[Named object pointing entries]
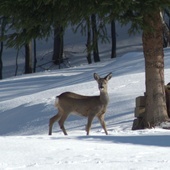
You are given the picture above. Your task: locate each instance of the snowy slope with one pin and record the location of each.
(27, 103)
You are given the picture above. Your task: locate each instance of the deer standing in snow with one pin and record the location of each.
(87, 106)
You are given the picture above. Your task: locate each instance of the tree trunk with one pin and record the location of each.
(156, 111)
(1, 63)
(35, 55)
(113, 34)
(28, 58)
(88, 45)
(3, 25)
(95, 39)
(58, 45)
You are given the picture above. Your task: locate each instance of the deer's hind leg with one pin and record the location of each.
(89, 122)
(61, 122)
(102, 122)
(52, 121)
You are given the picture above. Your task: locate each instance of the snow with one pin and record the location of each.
(27, 103)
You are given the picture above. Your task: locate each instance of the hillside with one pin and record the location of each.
(27, 103)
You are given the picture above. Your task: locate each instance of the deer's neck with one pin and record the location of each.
(104, 97)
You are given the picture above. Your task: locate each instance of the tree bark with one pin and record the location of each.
(58, 45)
(35, 55)
(113, 34)
(156, 111)
(3, 25)
(88, 45)
(95, 39)
(28, 58)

_Problem description_. Repeat the records above exactly, leaving out any pictures they contain.

_Solution_.
You are given the picture above. Your task: locate each instance of the snowy slope with one pin and record the location of each.
(27, 103)
You are given the picture above. Your task: locate each instance of the deer standing in snow with one pin and record the location of each.
(87, 106)
You are given the picture above. Your task: locate each instance of the tree trunk with one pin and record the location of each.
(156, 111)
(1, 63)
(35, 55)
(113, 34)
(28, 58)
(88, 45)
(3, 25)
(95, 39)
(58, 45)
You are given the picture above. Your task: locate each instance of the deer's hind leg with one pin and record the location of each.
(89, 122)
(61, 122)
(102, 122)
(52, 121)
You are given the picture above. Your task: locate each instance of the snow with one pin and record the location of each.
(27, 103)
You are given the picture above. Your task: locate each instance of the hillside with one pin and record the location of each.
(27, 103)
You are given the picture above. Your task: locate each instance of the deer's neck with one pin and record the location of each.
(104, 97)
You are given the picture above. Your task: locate each instance of the tree bark with one pin and record the location of each.
(58, 45)
(35, 55)
(113, 34)
(156, 111)
(3, 25)
(88, 45)
(95, 39)
(28, 58)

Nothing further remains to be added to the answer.